OBJECTIVE
Reproduce every one of the items below as a numbered list, omitting any blank lines. Leave the pictures out of your answer.

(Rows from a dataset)
==========

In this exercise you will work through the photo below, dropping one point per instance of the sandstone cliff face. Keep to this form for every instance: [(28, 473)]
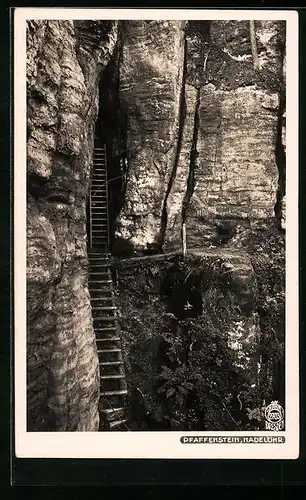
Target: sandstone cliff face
[(64, 63), (213, 156)]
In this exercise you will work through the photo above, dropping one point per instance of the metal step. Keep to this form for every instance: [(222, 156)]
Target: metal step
[(112, 377), (108, 411), (102, 281), (106, 308), (109, 339), (109, 329), (104, 318), (116, 423), (110, 350)]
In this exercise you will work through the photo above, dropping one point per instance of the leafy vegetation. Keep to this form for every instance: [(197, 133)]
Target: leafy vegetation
[(196, 360)]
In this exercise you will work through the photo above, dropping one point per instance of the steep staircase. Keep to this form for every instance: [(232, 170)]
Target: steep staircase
[(113, 387)]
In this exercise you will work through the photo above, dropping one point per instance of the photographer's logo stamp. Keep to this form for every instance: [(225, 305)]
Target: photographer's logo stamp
[(274, 416)]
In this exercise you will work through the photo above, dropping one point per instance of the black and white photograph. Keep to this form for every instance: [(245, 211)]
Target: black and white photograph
[(159, 213)]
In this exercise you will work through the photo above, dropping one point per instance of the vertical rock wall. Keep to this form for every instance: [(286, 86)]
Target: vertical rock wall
[(221, 163), (64, 63), (151, 76)]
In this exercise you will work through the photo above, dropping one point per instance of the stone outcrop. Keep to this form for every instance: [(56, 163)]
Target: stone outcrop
[(65, 59), (204, 146), (226, 167), (150, 78)]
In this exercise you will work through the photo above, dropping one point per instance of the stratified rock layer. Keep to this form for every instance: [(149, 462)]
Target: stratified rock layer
[(63, 69), (212, 156), (151, 72)]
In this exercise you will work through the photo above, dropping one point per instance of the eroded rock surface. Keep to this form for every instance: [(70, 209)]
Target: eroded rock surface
[(223, 136), (64, 62)]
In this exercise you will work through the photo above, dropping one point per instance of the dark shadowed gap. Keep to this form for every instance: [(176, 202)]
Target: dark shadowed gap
[(280, 155)]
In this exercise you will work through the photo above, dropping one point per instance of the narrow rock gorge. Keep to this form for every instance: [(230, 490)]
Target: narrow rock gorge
[(194, 125)]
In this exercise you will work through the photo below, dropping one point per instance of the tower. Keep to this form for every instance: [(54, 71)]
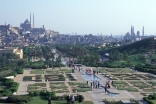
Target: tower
[(143, 31), (30, 18), (33, 21), (131, 30)]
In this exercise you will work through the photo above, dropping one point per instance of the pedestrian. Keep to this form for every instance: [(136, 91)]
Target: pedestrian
[(49, 100), (91, 83), (68, 99), (105, 88), (72, 99), (96, 83)]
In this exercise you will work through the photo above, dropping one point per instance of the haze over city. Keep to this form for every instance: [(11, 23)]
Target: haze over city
[(83, 16)]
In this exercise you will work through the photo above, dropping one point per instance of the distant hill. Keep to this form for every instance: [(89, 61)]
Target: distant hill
[(144, 45)]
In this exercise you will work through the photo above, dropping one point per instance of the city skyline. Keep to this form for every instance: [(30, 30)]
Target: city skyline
[(83, 17)]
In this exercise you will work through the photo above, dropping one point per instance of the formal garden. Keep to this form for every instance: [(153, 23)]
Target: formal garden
[(7, 87), (36, 78), (58, 87), (79, 86), (36, 87), (121, 85), (58, 77)]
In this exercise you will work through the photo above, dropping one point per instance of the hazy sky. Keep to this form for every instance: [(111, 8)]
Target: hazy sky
[(83, 16)]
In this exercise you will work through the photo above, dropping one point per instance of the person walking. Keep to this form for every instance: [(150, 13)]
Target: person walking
[(49, 100), (98, 84), (72, 99), (68, 99), (91, 83), (106, 89)]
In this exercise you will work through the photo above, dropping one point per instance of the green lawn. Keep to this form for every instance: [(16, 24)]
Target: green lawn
[(38, 100)]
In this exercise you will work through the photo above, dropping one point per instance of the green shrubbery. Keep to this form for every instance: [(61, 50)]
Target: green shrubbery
[(19, 70), (19, 99), (10, 86), (150, 98)]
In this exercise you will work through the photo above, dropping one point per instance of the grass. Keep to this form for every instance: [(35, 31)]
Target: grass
[(117, 70), (70, 77), (121, 85), (54, 77), (153, 83), (150, 90), (6, 72), (79, 86), (58, 87), (139, 84), (39, 100), (36, 87), (36, 71)]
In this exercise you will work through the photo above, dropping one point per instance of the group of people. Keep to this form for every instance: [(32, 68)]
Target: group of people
[(107, 85), (70, 99), (94, 84)]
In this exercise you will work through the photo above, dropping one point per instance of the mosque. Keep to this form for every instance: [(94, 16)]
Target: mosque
[(27, 25)]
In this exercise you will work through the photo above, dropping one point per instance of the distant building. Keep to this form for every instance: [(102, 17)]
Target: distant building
[(11, 50), (27, 25)]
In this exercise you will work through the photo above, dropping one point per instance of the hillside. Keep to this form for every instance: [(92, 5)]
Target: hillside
[(144, 45)]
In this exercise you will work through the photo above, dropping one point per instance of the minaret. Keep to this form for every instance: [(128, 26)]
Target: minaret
[(33, 21), (30, 18), (131, 30), (143, 31)]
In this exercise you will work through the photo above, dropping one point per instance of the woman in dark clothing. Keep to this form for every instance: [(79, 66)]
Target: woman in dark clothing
[(49, 100)]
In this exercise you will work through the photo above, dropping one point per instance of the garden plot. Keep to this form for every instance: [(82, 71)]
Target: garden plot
[(142, 76), (79, 86), (59, 87), (140, 84), (121, 85), (117, 70), (58, 71), (36, 78), (36, 71), (53, 71), (6, 72), (36, 87), (125, 77), (151, 77), (153, 83), (67, 71), (71, 77), (2, 87), (59, 77)]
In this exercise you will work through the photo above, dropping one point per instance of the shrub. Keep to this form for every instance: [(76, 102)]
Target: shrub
[(18, 99)]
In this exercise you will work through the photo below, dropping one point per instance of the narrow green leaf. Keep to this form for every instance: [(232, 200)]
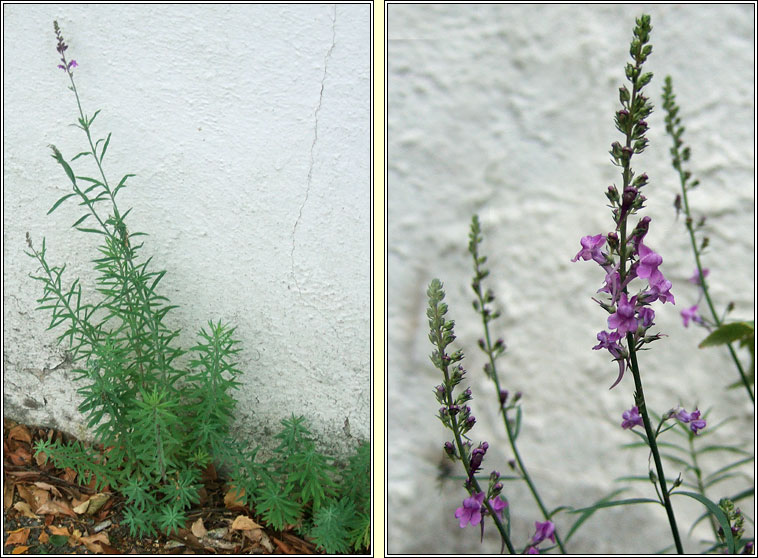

==========

RESPONSE FOR THIS EXERCISE
1. In this exercise you will work through the photo below, dropping one point per instance of the sandstone cliff face. Keep to this form for every instance: [(28, 473)]
2. Target: sandstone cliff face
3. [(64, 63), (213, 156)]
4. In this exercise you will work through the photo above, dropping one point per instance of the metal step. Keep to this form for every instance: [(222, 156)]
5. Target: metal step
6. [(112, 377), (108, 411), (102, 281), (106, 308), (109, 339), (109, 329), (104, 318), (116, 423), (110, 350)]
7. In this exercise you will work through the photo above, dropping one point per instance of the leafy vegetation. Keep to this form for every instance: [(197, 133)]
8. Target: leafy vegetation
9. [(196, 360)]
10. In this exercise you will work through the photo above, dropping one point per instance of the steep staircase. Keep to this form for every instance: [(232, 170)]
11. Target: steep staircase
12. [(113, 387)]
13. In this exercise you will work through the photo above, dropping one point per instance of the photographer's logo stamp. Keep to this form for every instance: [(225, 305)]
14. Target: photographer's logo stamp
15. [(274, 416)]
16. In this exercise you will work through the photo above, dropping one point per instance of the black and white photograph. Keep to this form for every instance: [(245, 211)]
17. Target: black and white photograph
18. [(159, 213)]
19. In this exercise you will work through the photo above, dropping one point per instance of the vertical rock wall. Keep to this form for every instance: [(286, 86)]
20. Target: vertical rock wall
21. [(221, 163), (64, 63), (151, 76)]
22. In this exercise you will work through the photo above, dropping one point per instance of the stone outcrop. Keep to this form for every instance: [(56, 163)]
23. Target: stone outcrop
24. [(65, 59), (204, 146), (226, 167), (150, 78)]
25. In this exercise you will work through the photo above, dropping one point per instance of the stratified rock layer. Keep to this form for every instance: [(149, 462)]
26. Target: stratified rock layer
27. [(63, 69), (212, 156), (151, 72)]
28. In this exercise you will work through the photo above, dropping one point per instance of the eroded rock surface. Keep to this form for every instance: [(70, 209)]
29. Target: eroded rock surface
30. [(223, 136), (64, 62)]
31. In this exercise you will work through the photo above, dropping one point per instance of the dark shadowed gap. Keep to this form for every instance: [(176, 202)]
32. Target: dark shadowed gap
33. [(280, 155)]
34. In this exercise you will work through the photo above, dropping one point per instance of the narrow rock gorge. Keep to this form for every instance: [(230, 490)]
35. Target: narrow rock gorge
36. [(194, 125)]
37. In this exercise you will work through the photo below, dropping one point per instance of the tower. Keep to this form for every instance: [(54, 71)]
38. Target: tower
39. [(143, 31), (30, 18), (33, 21), (131, 30)]
40. In this exercise you will work through the photo above, dropping one point per instance of the pedestrian. Keep to this form for every instance: [(136, 91)]
41. Target: pedestrian
42. [(49, 100), (91, 83), (68, 99), (105, 88), (72, 99), (96, 83)]
43. In this exercise you will work through the photo above, dropping one point per instance of the haze over city. Keep to this form for every instance: [(11, 23)]
44. Target: haze over city
45. [(83, 16)]
46. In this exercise you will work through the photo above, dropping one point per instance of the distant hill. Keep to this form for every instance: [(89, 61)]
47. Target: distant hill
48. [(144, 45)]
49. In this exercise you will work through the photo above, dropping one point per instance of the city skyline. Keep to this form for every instance: [(30, 30)]
50. Target: city skyline
51. [(83, 17)]
52. In this exercise you will work through the photo above, dropping one point per instance of the formal garden. Keep to this form for every instance: [(153, 23)]
53. Target: formal garden
54. [(7, 87), (36, 78), (58, 87), (79, 86), (36, 87), (121, 85), (58, 77)]
55. In this exercise you will work through the photo above, dropping one point per instance of the hazy sky. Keep to this form for every instance: [(111, 8)]
56. Target: hazy sky
57. [(83, 16)]
58. In this exercise you will work through the photo above, dropping one point per instance of the person walking. Keep to this form for every instance: [(150, 13)]
59. Target: person walking
60. [(49, 100), (98, 84), (72, 99), (68, 99), (91, 83), (106, 89)]
61. In this exercise you will work through the photo above, dropping one point per instance of the green lawn. Keep to this form for every instance: [(16, 24)]
62. Target: green lawn
63. [(38, 100)]
64. In this exercise you will work through the photo above, dropping one point per instance of the green shrubbery. Keep to this form for every instance: [(61, 50)]
65. Target: green shrubbery
66. [(19, 70), (19, 99), (10, 86), (150, 98)]
67. In this exercise you will work through the photo above, dropping one point per instance of the grass. Keep to this form for every instance: [(35, 31)]
68. Target: grass
69. [(117, 70), (70, 77), (121, 85), (54, 77), (153, 83), (150, 90), (6, 72), (79, 86), (58, 87), (139, 84), (39, 100), (36, 87), (36, 71)]
70. In this exercise you will work through the photo above, dropping one point per instance of the group of people. Keep to this form for every instance: [(32, 68)]
71. Target: group of people
72. [(107, 85), (70, 99), (94, 84)]
73. In this exercise you will work through the photo above, dropping one point per instance of the mosque. Keep to this form for every instance: [(94, 16)]
74. Target: mosque
75. [(27, 25)]
76. In this exercise you will work through the photo above, dropping one point per instance of the distant building. Keep to this form for every instance: [(102, 17)]
77. Target: distant building
78. [(11, 50), (27, 25)]
79. In this exercise you will work through the photo above, dropping one point per instance of the hillside. Keep to this form for every instance: [(92, 5)]
80. Target: hillside
81. [(144, 45)]
82. In this exercise you will work through the photo above, dropping one point per instance of the minaret. Keep to this form for every instance: [(128, 26)]
83. Target: minaret
84. [(33, 21), (30, 18), (131, 30), (143, 31)]
85. In this exercise you will work through the photo above, dropping one point per instance of the woman in dark clothing. Keep to this form for every instance: [(79, 66)]
86. Target: woman in dark clothing
87. [(49, 100)]
88. In this exercise you will work through the photo above, dropping one point per instance of the garden plot. Keep to this form for every instance: [(82, 71)]
89. Target: garden plot
90. [(142, 76), (79, 86), (59, 87), (140, 84), (121, 85), (117, 70), (58, 71), (36, 78), (36, 71), (53, 71), (6, 72), (36, 87), (125, 77), (151, 77), (153, 83), (67, 71), (71, 77), (2, 87), (59, 77)]
91. In this exercise you will work through the photo above, dropping one point per instance of the shrub. Keep to this form for every instance: [(76, 102)]
92. Target: shrub
93. [(18, 99)]
94. In this exercise you will work through the photo below, dropping one point per instance of the narrow green leaf. Keep to this form for every instance: [(232, 200)]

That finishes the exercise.